§ **TASK TO COMPLETE**: Quote verbatim the part of the material that opens with the line containing "Where in the photo above can the road" and closes with the line containing "Where in the photo above can the dry", with both of those lines included.

§ **DATA PROVIDED**:
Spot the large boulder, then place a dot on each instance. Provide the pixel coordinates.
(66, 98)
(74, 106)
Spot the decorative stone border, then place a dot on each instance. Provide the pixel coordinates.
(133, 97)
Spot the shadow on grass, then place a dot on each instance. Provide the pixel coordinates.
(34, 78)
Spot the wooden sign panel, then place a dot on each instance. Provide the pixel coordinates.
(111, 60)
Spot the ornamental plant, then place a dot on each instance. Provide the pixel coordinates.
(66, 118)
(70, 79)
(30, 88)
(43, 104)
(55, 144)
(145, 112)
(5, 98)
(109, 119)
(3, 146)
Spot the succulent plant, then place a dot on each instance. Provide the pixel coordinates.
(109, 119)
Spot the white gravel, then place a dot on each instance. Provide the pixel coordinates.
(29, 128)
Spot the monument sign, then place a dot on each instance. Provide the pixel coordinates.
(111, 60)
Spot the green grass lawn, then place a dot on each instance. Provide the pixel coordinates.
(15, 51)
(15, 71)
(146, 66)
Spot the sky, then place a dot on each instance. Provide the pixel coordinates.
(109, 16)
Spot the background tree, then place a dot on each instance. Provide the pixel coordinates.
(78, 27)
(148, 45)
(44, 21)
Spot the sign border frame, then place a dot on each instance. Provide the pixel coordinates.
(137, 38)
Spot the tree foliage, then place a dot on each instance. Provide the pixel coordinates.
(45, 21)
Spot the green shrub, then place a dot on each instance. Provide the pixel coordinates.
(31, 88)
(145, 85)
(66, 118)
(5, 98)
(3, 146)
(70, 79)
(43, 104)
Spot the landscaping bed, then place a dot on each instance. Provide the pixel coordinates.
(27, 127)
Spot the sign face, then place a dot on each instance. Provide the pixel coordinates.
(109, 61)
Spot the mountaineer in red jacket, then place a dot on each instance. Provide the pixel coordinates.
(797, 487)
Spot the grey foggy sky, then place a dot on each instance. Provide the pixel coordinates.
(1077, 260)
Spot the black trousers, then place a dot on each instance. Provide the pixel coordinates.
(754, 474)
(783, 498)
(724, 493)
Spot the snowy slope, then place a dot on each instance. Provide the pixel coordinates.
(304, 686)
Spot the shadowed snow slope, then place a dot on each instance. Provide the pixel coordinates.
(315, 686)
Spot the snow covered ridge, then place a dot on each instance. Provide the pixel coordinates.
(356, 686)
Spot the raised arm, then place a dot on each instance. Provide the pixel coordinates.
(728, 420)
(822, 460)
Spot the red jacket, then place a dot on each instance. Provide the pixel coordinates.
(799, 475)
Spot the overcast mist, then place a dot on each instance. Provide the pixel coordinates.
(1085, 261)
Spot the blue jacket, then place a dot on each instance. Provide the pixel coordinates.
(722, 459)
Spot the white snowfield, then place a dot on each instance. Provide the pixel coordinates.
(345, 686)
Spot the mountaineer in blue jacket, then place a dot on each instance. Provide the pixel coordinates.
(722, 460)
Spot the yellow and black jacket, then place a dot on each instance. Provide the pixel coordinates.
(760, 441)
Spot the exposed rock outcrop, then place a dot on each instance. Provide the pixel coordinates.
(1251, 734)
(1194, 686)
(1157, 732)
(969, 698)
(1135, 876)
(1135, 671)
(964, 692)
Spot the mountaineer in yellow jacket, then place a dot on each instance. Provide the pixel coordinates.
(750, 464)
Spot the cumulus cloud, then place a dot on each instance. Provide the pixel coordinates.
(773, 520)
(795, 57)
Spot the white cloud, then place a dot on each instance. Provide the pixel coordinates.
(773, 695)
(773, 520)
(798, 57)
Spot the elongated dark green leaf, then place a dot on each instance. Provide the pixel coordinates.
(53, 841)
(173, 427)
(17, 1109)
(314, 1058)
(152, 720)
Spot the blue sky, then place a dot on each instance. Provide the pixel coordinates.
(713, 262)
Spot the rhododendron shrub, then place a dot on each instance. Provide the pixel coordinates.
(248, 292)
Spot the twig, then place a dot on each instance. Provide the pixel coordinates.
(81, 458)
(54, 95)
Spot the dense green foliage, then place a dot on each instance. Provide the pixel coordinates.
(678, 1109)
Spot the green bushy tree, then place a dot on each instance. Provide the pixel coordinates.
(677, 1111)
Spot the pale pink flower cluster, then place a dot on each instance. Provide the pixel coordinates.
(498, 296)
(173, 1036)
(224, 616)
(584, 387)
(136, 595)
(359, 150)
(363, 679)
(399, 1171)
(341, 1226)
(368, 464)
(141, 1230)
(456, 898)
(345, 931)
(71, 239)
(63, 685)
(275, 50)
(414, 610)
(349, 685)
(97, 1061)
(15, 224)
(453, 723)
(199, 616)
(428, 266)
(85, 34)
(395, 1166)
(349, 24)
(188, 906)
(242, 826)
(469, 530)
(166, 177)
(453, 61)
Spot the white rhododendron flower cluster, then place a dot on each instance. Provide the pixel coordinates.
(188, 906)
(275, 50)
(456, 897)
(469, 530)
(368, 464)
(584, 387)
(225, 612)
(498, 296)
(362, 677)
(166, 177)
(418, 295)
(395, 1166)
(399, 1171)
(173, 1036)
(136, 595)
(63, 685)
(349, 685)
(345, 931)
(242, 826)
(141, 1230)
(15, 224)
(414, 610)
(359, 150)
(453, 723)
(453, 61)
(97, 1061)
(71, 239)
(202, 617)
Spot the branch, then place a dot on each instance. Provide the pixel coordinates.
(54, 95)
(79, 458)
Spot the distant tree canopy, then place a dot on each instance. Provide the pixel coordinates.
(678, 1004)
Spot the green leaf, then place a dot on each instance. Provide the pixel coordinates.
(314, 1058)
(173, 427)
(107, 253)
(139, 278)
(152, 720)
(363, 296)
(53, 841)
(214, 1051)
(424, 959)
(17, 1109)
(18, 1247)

* * *

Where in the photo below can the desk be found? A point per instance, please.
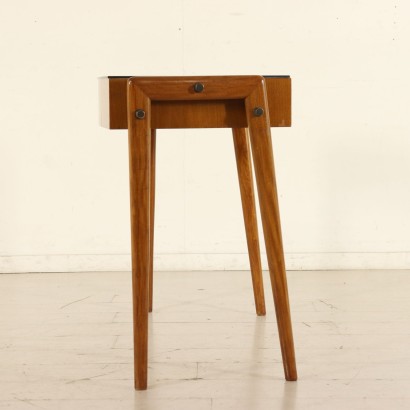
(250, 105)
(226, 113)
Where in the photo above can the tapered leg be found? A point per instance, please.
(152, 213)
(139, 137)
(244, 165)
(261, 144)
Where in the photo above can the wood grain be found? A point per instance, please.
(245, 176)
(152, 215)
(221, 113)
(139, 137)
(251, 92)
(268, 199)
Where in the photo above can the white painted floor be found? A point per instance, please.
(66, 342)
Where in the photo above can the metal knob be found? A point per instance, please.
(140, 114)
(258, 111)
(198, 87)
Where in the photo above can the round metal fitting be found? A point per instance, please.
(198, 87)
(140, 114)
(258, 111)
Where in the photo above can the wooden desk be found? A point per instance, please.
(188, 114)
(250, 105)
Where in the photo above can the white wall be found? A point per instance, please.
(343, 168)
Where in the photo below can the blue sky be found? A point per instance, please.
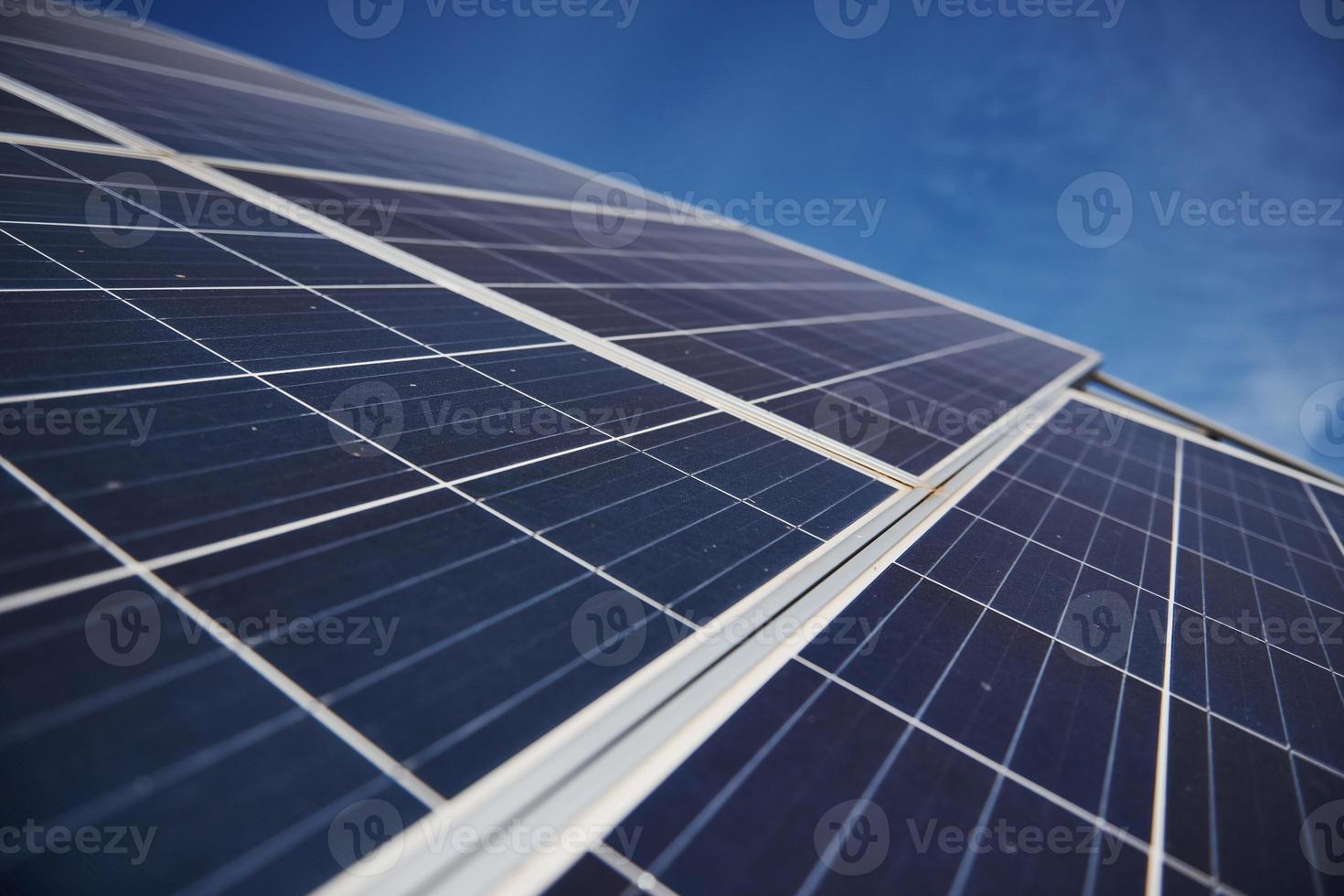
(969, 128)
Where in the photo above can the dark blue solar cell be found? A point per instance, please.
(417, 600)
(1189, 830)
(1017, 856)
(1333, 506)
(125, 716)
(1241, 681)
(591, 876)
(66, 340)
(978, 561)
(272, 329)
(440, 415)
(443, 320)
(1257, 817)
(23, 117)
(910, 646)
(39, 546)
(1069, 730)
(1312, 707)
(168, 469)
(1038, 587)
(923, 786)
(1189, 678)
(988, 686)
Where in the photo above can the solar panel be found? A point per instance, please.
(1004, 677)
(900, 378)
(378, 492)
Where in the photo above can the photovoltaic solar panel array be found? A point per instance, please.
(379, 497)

---

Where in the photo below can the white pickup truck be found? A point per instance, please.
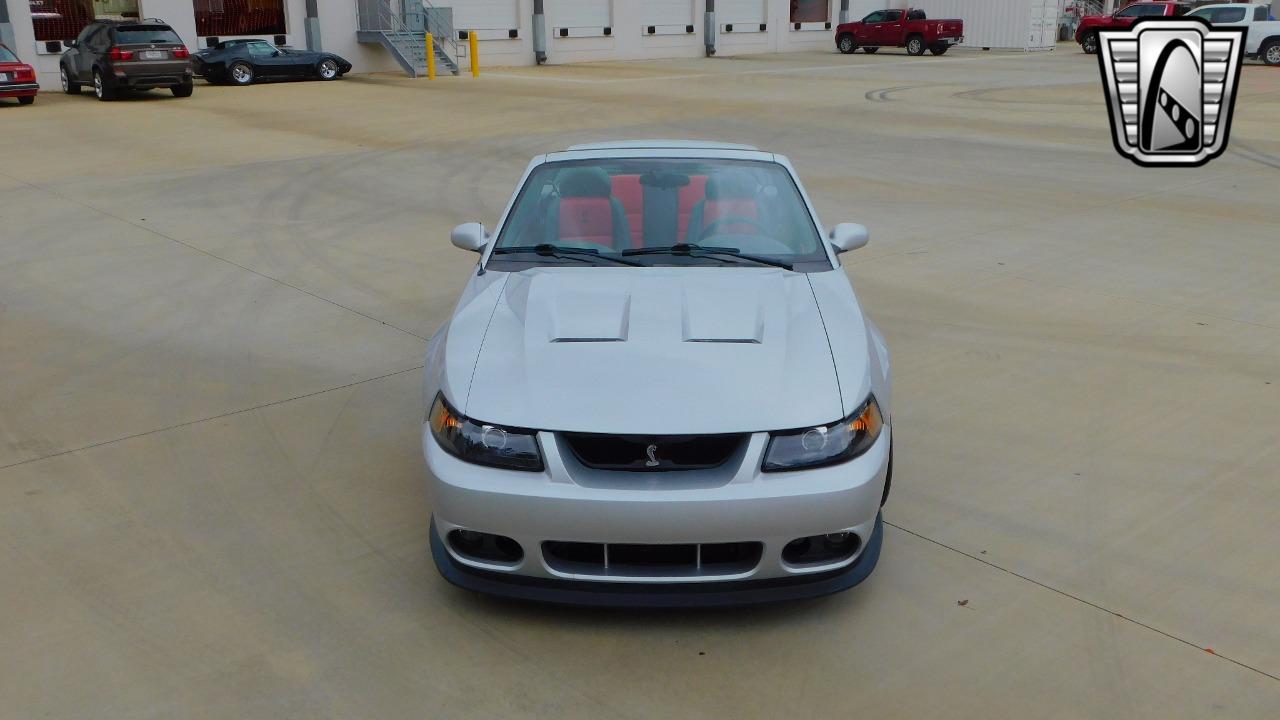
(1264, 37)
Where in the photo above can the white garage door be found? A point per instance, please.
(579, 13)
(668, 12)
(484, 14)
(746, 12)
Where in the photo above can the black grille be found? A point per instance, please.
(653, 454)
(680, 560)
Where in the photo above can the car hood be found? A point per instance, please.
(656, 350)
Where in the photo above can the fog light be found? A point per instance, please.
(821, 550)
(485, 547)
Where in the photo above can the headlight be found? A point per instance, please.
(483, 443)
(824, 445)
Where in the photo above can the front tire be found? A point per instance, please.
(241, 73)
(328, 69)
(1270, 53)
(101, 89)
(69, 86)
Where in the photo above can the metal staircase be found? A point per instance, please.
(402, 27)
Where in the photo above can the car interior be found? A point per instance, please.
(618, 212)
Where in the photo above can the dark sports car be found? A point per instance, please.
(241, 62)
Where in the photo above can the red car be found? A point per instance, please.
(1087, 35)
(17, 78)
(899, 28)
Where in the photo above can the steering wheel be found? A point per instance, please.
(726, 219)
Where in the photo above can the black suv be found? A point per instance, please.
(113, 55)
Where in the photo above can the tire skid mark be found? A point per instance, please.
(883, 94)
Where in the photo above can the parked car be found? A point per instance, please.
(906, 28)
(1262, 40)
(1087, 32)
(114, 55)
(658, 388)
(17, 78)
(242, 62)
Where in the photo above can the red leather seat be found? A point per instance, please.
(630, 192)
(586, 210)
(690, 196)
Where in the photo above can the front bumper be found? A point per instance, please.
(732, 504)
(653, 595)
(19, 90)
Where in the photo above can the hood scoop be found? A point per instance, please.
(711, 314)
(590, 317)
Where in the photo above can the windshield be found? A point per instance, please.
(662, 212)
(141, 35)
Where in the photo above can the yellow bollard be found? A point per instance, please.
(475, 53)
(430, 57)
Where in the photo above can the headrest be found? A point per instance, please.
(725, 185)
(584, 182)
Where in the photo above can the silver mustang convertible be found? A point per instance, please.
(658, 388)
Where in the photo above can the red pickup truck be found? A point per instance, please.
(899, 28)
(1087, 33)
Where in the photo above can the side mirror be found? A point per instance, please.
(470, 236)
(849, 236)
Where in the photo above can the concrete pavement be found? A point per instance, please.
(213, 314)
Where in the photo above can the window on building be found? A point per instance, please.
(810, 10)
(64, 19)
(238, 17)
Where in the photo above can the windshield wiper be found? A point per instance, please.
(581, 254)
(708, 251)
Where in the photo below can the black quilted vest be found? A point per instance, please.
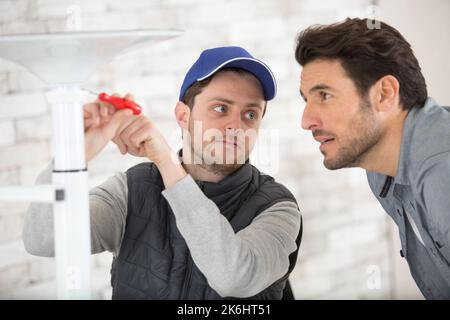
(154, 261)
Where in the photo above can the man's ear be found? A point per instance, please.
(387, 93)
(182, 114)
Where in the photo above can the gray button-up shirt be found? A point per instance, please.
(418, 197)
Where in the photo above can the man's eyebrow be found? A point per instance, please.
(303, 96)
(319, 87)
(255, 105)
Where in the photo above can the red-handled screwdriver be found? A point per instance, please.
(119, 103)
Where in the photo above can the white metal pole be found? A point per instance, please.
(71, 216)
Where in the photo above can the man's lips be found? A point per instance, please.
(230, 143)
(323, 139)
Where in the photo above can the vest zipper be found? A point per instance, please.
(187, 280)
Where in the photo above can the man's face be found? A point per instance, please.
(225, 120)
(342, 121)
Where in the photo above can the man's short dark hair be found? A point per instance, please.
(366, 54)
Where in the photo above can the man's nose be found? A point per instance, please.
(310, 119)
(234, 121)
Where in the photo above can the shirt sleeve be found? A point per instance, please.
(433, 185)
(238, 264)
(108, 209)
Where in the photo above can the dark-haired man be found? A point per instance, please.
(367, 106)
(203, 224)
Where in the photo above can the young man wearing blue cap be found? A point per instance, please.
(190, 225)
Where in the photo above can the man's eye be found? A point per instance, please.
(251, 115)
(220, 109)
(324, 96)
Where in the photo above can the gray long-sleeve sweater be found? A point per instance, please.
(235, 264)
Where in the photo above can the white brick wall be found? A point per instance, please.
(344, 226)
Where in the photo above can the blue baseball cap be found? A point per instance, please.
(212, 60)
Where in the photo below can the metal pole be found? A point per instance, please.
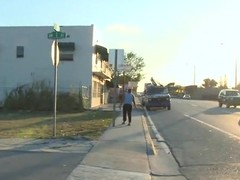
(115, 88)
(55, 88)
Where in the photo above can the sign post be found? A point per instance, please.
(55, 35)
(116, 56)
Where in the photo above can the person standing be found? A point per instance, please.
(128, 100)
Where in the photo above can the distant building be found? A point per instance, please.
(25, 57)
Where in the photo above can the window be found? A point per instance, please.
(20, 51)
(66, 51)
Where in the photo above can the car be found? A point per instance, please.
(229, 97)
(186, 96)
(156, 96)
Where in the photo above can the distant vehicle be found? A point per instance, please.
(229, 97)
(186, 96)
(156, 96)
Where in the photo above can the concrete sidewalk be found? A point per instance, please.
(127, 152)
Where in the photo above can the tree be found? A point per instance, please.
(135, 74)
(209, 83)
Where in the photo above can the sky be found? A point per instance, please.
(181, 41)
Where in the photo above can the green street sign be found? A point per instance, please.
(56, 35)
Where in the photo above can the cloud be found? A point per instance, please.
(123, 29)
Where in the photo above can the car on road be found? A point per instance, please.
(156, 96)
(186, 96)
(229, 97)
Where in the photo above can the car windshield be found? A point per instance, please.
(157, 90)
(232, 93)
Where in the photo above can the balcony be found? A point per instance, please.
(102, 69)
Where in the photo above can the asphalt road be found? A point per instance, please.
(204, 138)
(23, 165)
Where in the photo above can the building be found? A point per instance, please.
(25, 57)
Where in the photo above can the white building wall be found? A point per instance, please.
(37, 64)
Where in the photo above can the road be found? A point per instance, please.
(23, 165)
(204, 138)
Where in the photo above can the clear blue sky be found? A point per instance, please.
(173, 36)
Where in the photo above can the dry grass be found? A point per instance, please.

§ **FINISHED EXERCISE**:
Where in the photo above can the road be found? A point per instance, please.
(23, 165)
(204, 138)
Where in the photo above can the clear blue sky be found? A point per instance, please.
(173, 36)
Where in the photo above can the dry grass be found? A point per instance, please.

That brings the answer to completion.